* SHORT TASK *
Render the stretch of data from the line containing "Would you mind indicating the man's short" through the end of the data as a Markdown table with the columns "Row" and "Entry." Number each line in order and skip any blank lines.

####################

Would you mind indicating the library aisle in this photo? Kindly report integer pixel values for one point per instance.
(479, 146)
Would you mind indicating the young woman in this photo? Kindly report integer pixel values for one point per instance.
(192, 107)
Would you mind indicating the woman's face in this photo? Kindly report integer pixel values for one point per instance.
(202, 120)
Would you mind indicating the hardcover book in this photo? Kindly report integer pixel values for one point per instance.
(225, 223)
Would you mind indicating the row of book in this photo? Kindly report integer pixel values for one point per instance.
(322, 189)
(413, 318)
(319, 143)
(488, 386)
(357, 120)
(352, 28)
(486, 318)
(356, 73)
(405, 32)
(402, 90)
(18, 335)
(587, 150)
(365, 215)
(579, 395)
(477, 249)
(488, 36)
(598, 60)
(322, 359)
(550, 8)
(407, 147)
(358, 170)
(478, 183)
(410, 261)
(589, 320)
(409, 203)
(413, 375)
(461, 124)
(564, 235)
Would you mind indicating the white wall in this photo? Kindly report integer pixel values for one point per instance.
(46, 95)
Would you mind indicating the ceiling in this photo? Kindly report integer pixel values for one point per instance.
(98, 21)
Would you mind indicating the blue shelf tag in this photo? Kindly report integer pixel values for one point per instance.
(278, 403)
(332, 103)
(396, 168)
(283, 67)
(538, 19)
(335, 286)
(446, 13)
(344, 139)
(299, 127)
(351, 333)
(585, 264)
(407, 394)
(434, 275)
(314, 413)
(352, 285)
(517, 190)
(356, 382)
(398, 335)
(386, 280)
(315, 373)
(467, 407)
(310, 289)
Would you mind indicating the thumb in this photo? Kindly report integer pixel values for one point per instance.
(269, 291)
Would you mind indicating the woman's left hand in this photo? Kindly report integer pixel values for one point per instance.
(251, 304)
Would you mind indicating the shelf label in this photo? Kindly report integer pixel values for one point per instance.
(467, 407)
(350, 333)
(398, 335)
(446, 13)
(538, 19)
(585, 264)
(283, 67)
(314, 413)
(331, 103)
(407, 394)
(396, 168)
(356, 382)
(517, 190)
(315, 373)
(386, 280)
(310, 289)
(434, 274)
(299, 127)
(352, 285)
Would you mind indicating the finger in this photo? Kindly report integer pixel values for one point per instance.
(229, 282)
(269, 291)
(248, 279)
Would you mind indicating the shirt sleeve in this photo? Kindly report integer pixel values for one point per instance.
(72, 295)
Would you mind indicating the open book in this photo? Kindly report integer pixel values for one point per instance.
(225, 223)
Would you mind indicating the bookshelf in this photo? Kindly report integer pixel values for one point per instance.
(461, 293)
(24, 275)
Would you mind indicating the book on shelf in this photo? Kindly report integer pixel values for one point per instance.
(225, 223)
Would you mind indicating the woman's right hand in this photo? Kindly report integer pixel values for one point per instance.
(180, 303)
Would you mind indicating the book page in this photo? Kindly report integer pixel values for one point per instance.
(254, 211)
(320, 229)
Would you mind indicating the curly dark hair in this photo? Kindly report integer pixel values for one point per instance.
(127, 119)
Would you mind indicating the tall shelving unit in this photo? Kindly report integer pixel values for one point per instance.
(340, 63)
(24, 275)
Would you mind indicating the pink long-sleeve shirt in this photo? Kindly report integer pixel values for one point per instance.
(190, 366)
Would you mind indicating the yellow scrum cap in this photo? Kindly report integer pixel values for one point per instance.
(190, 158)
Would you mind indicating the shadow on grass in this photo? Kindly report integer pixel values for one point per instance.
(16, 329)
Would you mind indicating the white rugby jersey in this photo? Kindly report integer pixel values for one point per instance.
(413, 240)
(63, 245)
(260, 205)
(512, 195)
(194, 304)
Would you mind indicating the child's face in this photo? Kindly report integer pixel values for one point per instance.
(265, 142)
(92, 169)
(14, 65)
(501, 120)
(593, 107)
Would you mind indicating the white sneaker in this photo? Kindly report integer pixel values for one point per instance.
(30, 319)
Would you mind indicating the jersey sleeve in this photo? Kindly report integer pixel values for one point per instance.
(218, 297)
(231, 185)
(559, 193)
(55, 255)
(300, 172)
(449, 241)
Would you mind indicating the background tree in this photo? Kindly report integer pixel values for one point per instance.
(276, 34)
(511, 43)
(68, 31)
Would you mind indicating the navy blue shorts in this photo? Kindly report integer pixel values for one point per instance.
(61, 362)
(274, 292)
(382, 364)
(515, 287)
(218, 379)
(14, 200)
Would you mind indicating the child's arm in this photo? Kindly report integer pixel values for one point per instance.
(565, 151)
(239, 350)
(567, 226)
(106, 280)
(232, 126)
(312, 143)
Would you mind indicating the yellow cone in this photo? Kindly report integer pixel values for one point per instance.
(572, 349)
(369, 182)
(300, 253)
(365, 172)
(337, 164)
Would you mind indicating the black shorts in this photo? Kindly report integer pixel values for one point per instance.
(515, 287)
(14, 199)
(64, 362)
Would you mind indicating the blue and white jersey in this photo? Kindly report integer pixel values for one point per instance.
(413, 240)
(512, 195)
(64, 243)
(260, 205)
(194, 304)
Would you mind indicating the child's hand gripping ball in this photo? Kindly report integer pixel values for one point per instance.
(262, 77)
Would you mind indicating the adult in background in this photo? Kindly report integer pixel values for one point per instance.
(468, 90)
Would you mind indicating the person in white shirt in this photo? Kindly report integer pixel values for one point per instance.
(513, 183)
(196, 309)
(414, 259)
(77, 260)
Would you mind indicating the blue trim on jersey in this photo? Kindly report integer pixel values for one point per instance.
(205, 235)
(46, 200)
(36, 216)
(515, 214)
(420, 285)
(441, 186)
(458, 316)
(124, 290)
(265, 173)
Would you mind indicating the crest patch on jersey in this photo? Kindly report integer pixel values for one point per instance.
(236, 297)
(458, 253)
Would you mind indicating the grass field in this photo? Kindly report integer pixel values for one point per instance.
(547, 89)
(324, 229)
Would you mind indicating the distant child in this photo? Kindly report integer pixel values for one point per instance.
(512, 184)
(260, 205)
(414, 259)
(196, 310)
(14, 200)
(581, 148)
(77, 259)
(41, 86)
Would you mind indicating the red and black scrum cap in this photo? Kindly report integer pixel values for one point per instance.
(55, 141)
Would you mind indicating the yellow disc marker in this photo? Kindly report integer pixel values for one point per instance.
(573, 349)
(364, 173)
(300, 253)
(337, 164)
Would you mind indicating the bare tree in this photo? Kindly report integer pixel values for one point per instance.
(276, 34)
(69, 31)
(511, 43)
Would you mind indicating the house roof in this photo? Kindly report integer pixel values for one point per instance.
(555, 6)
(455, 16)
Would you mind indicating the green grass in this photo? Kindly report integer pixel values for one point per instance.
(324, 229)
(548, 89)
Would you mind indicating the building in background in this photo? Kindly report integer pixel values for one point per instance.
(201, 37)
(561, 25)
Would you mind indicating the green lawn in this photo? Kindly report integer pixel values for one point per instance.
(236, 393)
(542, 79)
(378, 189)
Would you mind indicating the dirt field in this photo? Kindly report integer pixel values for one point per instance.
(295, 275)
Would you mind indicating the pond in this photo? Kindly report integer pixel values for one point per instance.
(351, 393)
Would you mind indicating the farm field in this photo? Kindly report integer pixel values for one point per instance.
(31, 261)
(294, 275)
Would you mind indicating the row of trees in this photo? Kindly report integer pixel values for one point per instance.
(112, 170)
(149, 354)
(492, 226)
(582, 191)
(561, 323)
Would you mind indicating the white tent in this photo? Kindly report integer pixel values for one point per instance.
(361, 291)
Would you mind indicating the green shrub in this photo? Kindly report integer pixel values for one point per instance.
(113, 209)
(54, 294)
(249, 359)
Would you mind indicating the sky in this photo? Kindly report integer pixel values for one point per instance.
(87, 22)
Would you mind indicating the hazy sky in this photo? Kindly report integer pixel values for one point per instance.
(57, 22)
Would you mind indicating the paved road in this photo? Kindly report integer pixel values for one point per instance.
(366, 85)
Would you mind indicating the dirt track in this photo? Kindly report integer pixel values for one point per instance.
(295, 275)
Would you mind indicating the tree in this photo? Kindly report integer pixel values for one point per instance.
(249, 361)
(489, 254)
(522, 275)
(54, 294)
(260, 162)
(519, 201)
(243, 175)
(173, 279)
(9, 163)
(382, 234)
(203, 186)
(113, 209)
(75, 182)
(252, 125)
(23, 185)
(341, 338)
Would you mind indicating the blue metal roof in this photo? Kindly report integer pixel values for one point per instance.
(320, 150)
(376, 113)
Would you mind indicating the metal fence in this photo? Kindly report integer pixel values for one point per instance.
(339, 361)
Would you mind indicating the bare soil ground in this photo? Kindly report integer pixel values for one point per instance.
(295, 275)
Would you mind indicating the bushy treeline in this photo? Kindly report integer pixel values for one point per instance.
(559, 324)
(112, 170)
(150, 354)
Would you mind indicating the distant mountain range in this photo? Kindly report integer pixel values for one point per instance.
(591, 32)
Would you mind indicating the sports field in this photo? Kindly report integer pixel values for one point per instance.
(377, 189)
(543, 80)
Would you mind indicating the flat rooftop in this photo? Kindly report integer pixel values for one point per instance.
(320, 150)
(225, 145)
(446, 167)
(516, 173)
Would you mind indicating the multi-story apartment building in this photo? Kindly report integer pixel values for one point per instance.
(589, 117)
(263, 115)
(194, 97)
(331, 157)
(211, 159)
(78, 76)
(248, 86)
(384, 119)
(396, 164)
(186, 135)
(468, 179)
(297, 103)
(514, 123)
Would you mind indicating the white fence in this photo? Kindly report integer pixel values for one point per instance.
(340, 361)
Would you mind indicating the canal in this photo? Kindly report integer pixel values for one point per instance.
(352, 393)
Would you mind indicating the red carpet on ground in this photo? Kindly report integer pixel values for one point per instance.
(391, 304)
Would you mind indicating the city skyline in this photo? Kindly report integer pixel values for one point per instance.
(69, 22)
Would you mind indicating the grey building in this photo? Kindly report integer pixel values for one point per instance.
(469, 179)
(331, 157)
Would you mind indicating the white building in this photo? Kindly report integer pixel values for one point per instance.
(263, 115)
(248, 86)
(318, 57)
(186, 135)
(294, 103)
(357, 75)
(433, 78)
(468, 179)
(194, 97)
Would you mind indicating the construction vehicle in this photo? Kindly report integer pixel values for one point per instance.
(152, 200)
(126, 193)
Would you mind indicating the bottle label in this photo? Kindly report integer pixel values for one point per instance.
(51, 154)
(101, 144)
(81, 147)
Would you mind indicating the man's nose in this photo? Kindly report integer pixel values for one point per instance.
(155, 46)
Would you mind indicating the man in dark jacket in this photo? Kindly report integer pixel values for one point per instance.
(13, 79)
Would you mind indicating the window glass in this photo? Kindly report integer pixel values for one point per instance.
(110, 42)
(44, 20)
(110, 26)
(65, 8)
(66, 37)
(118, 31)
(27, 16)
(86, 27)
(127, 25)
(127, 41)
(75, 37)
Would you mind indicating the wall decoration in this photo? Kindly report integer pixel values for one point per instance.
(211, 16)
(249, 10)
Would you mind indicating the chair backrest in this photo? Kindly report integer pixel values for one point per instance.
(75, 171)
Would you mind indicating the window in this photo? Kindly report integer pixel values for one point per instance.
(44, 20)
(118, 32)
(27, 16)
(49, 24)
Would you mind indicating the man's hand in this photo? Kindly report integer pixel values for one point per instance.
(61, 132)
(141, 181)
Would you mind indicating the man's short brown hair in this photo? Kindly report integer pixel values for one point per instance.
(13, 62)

####################

* FINAL RESULT *
| Row | Entry |
|---|---|
| 1 | Would you mind indicating the man's short brown hair in this photo? Kindly report integer pixel values for one point per instance. |
| 2 | (13, 62) |